What is being asked » Reproduce word for word a section of the passage about Digital's networking and customer services, beginning at the words "Today, with one" and stopping after the words "possible service offerings.".

Document passage »

## Begin

We at Digital know how to connect computers. We’re the best at it. We can put systems together so that they can do electronic mail, share files, or use a common disk for backup capability or storage. We can enable users to share expensive high-speed or multi-color printers. The successful personal computer vendors have exposed a great deal of the marketplace to the kinds of things that we do well — merely by their inability to do those things themselves.

 

This is a major window of opportunity for Digital and our networking prod­ucts. These customers are now well aware of the need for connecting up their personal computers, and I think most of them know that Digital is best at it.

 

Among the improvements we've introduced over the past year or so are the Optimum Package and Sales Selling Services. About a year ago, a customer buying a system from us had to deal with a Sales person, a Field Service person, a Software Services person and an Educational Services person. Our customers told us they didn't like that, and we reorganized to have Sales sell service. The Optimum Package is what Sales now uses to sell those services.

 

Today, with one order, customers can buy the right set of educational, field and software services to meet their needs. Sales is now the focal point for managing the customer's requirements rather than forcing the customer to learn and select among many possible service offerings.

 

As we focus our marketing more clearly on industries, technical support knowledge has had to shift from product and systems expertise to under- « standing how to solve customers' problems. We're now hiring high-level sales support experts, with typically 15-20 years in the given industry. They'll have specific application expertise and they'll reside in local offices, close to where the the action is.

 

Another recent project is the opening of Application Centers for Technology. Not long ago, if a customer wanted to see a computer-aided design demonstra­tion, we would take them to one of our many CAD/CAM Centers. If the same customer wanted to see some office automation, we'd tak^ them across town to an Office Solution Center. And if they weren't confused and still wanted to buy from us, we'd take them to a Field Application Center, where software support specialists design real solutions for real customers.

 

Now we are putting those three together in the Application Centers for Technology, where the real power of Digital Equipment Corporation is exem­plified. They can see demos of everything from laboratory applications to office automation to manufacturing solutions. They can discuss alternatives with engineers who have actually designed and implemented solutions to difficult problems.

 

There are 17 of these centers in the U.S. They'll all be up and running within the next 6-8 months. In addition, there exist or will exist six in Europe and three more in GIA.

## End

Saved entries »
## Begin

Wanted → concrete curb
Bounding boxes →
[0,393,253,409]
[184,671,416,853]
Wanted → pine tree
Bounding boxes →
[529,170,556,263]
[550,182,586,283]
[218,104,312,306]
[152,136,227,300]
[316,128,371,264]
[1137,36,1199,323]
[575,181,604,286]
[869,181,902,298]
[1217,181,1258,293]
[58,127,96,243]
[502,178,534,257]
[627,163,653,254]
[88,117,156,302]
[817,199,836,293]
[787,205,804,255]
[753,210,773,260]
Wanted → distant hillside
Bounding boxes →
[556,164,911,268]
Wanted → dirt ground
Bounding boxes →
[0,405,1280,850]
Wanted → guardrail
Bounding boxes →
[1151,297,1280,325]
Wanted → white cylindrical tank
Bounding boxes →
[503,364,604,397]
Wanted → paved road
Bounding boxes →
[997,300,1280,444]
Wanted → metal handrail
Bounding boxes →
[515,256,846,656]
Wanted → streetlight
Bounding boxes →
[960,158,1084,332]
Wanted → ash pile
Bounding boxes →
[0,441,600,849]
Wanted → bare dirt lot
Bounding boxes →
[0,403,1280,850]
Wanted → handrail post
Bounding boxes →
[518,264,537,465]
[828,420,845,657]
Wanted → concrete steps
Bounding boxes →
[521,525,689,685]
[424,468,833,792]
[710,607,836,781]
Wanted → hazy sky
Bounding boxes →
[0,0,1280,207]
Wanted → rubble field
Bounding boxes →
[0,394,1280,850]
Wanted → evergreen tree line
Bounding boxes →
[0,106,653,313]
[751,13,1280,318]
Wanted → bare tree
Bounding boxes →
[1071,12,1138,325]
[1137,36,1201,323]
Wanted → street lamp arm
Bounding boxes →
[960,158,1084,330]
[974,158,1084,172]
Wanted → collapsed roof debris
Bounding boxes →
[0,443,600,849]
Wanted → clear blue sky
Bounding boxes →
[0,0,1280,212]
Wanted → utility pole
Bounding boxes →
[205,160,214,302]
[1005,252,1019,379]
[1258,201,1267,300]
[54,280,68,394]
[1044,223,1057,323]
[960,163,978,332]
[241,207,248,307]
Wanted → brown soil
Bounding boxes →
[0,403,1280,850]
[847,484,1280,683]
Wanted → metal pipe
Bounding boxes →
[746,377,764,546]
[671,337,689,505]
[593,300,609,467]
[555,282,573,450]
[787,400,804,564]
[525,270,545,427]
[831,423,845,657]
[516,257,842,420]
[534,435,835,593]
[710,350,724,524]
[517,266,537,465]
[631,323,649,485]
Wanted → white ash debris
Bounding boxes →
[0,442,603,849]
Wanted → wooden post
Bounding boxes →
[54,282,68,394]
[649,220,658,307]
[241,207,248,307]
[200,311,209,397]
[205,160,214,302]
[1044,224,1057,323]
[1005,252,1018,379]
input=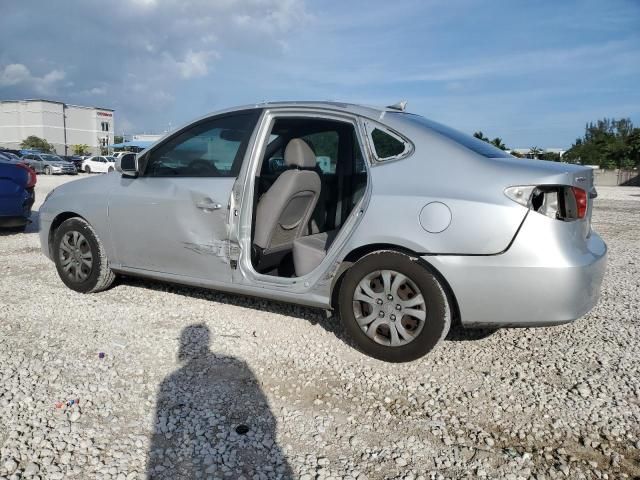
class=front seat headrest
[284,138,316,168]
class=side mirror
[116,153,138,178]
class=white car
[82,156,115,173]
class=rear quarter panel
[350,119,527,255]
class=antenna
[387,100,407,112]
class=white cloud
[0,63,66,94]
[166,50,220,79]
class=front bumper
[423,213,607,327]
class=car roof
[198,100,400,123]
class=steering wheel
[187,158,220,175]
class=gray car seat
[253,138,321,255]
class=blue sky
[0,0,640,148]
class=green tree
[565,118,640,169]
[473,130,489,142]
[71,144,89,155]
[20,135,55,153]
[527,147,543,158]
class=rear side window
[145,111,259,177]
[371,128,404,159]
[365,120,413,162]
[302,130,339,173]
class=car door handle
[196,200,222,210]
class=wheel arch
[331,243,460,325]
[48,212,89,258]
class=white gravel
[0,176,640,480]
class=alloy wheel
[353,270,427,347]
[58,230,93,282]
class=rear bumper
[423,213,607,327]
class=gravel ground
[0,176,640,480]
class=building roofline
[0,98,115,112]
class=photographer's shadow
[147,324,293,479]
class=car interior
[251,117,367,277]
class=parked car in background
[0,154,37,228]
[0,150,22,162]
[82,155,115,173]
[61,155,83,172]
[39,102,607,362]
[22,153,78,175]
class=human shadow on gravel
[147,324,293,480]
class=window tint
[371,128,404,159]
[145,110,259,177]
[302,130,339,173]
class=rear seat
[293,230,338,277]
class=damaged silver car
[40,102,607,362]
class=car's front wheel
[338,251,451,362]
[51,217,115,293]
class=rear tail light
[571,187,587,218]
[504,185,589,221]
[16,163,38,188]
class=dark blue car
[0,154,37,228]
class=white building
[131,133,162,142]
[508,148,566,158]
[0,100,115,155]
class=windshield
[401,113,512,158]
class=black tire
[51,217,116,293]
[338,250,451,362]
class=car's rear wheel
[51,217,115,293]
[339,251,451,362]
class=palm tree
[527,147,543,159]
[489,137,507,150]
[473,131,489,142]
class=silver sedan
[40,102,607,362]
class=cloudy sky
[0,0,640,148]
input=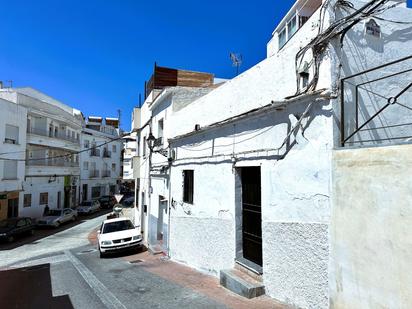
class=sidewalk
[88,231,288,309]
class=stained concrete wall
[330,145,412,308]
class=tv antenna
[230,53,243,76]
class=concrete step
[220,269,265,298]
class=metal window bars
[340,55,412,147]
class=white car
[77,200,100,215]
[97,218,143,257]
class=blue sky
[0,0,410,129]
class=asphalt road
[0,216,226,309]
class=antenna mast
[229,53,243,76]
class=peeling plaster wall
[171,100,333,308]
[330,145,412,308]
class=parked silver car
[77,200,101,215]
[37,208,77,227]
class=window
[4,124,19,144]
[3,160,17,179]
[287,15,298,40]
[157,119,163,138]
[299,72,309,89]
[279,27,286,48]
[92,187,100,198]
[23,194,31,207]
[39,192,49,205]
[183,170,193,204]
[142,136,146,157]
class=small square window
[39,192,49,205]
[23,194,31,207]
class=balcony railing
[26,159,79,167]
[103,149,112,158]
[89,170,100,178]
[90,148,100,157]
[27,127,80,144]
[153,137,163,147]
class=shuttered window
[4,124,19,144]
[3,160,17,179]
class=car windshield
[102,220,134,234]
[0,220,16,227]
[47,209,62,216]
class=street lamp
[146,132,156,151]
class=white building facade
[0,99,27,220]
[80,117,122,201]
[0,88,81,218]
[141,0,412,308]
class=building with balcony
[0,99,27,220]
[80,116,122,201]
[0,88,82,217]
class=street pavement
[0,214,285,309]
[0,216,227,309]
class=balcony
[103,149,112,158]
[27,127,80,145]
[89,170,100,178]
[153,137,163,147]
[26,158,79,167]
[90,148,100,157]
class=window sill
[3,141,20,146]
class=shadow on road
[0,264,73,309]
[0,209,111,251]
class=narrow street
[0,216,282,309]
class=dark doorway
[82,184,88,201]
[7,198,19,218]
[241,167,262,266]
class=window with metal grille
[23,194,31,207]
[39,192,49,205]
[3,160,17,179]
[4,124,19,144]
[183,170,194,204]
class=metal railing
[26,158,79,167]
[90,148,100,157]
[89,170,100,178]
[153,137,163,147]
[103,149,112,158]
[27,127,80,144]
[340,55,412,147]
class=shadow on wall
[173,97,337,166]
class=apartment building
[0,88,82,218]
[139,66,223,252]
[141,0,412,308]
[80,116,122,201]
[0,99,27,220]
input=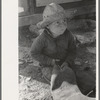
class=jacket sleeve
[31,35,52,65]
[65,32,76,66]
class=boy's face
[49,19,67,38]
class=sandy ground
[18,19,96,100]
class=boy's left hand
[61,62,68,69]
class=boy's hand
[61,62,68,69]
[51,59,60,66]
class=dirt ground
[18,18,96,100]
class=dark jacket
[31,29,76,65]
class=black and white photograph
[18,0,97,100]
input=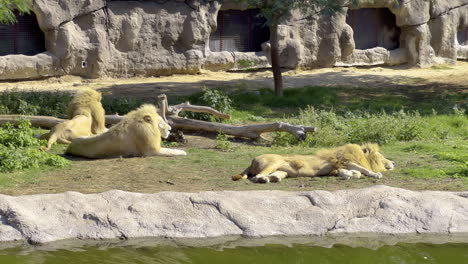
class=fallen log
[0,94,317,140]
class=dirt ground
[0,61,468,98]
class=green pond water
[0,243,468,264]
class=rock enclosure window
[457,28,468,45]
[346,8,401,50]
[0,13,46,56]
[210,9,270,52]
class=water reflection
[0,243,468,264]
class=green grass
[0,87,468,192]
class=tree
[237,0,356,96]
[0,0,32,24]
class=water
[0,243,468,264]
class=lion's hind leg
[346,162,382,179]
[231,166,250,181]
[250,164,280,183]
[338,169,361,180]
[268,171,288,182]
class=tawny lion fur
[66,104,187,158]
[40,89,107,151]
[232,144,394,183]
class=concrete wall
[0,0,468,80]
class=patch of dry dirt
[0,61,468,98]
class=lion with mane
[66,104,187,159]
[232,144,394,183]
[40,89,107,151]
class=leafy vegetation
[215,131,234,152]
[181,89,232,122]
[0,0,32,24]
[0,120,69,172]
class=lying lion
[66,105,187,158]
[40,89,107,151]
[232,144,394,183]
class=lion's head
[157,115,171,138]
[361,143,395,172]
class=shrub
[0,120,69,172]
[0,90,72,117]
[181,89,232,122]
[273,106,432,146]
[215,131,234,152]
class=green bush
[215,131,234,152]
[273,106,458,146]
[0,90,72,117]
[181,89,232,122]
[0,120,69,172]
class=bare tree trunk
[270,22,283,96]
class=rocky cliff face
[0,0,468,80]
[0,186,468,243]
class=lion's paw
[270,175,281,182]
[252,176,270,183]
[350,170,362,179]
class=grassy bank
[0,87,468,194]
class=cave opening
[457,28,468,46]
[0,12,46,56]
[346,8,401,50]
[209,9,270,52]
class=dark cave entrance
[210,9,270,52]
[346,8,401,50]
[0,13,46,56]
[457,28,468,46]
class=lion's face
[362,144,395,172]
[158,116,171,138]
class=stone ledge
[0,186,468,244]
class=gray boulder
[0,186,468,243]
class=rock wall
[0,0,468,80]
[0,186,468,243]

## End

Answer to the task »
Today, with one order, customers can buy the right set of educational, field and software services to meet their needs. Sales is now the focal point for managing the customer's requirements rather than forcing the customer to learn and select among many possible service offerings.